Identify the line in which "In this exercise you will mark each instance of the striped" appears, then reproduce that line and all remaining lines of the records word for word.

[Records]
-*-*-

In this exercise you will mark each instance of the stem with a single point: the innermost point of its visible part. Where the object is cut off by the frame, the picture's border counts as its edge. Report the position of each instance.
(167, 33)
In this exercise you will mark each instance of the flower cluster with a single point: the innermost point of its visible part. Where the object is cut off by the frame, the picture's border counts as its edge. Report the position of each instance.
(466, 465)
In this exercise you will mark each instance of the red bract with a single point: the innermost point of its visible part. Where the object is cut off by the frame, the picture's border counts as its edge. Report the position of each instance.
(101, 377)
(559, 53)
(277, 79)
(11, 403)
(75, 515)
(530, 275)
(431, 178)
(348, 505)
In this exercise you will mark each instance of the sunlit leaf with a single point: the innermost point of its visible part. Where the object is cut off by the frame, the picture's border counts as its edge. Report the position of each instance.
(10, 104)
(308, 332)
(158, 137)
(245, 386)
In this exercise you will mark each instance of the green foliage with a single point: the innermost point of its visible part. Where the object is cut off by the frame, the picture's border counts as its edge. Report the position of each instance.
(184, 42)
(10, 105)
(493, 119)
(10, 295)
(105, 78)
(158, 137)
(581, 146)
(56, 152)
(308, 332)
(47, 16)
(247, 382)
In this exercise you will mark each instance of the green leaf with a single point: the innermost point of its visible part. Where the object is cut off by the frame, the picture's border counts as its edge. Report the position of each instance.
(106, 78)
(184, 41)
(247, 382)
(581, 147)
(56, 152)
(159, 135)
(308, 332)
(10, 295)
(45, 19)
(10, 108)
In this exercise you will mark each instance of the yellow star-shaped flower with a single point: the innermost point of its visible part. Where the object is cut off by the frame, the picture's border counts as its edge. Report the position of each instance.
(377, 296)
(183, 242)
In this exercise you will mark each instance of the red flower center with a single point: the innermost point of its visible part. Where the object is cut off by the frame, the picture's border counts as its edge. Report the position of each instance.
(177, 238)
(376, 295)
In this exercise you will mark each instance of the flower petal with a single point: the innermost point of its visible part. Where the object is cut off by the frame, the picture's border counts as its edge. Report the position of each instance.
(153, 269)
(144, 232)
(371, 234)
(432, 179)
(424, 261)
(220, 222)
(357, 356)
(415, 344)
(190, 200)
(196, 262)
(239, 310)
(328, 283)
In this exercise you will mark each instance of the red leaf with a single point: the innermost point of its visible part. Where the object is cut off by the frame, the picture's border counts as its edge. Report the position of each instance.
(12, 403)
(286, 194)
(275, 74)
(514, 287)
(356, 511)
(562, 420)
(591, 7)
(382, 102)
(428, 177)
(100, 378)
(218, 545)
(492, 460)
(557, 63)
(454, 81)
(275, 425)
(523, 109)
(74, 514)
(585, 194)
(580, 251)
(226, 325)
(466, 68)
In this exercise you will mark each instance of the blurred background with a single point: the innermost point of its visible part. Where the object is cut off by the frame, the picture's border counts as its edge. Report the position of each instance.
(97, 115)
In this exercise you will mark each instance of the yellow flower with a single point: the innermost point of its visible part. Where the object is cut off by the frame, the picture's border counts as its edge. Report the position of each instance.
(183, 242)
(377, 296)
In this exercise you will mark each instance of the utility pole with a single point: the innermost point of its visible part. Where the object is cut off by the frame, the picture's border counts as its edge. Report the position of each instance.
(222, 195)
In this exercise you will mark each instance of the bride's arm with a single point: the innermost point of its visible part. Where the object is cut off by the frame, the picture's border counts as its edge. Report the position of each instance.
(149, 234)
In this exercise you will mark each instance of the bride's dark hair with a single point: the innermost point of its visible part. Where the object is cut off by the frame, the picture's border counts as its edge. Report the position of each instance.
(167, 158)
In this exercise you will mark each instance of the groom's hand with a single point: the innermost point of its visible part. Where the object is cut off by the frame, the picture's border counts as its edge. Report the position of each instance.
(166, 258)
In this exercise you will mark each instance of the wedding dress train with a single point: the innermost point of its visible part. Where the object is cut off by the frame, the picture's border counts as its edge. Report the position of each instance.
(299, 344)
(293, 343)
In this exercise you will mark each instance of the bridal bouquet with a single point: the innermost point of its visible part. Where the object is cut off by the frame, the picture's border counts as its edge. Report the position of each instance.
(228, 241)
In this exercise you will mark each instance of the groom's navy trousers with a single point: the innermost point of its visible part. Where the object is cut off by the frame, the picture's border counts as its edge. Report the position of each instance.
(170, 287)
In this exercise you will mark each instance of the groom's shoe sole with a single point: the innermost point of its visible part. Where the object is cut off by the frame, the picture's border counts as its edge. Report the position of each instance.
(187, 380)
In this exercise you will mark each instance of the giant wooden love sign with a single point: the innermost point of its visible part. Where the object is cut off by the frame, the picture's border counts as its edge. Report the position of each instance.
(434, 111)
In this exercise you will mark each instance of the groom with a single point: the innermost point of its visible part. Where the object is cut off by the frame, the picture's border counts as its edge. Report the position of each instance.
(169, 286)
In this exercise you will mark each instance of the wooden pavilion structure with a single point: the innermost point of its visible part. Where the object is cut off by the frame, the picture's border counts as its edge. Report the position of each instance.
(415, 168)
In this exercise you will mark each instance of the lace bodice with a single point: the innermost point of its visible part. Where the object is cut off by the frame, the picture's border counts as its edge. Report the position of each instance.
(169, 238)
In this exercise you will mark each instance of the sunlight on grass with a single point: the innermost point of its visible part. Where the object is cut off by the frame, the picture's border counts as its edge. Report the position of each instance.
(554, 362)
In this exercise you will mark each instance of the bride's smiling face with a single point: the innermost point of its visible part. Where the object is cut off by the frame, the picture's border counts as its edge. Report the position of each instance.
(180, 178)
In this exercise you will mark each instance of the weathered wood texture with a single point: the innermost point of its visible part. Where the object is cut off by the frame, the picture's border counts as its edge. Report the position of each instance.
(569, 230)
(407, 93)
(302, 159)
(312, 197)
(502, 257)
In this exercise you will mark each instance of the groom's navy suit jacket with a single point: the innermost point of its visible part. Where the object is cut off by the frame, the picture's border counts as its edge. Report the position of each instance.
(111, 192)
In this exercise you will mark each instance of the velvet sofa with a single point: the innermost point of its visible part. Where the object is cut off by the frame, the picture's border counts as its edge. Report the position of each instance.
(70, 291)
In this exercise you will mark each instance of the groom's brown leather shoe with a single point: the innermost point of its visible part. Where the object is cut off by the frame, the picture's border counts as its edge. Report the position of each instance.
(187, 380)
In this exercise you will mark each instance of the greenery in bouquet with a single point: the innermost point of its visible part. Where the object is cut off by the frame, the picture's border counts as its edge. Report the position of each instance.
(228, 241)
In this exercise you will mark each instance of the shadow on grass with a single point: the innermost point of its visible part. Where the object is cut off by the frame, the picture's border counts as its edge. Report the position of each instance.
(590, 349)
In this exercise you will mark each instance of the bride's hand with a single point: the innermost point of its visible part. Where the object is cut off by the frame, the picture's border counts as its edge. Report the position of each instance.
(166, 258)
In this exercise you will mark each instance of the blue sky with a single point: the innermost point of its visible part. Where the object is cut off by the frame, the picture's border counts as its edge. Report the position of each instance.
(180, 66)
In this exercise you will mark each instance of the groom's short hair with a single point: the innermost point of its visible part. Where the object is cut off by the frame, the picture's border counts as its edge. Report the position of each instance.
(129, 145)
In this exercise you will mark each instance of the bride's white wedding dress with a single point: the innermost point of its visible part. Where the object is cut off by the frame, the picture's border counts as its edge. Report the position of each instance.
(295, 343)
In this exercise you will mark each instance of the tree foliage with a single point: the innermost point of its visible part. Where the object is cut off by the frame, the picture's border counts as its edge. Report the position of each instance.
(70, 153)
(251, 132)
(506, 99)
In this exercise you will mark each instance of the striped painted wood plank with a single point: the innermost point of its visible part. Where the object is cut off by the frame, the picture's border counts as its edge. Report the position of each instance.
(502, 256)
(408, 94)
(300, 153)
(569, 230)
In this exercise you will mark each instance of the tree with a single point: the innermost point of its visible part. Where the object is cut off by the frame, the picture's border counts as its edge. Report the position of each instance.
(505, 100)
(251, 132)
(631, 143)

-*-*-

__Result of the task__:
In this exercise you will mark each instance of the striped painted wood plank with a single point: the innermost point of its visible part. Where the object is cut off by the frame, the picture's border counts as its edge. Report the position of each instance.
(502, 256)
(408, 94)
(300, 153)
(569, 230)
In this exercise you will mark each instance of the tree with a single point: the innermost point of its visible part. Where the object is cut off by the frame, the picture's border counts as its edge. Report the position of each instance.
(505, 100)
(251, 132)
(631, 143)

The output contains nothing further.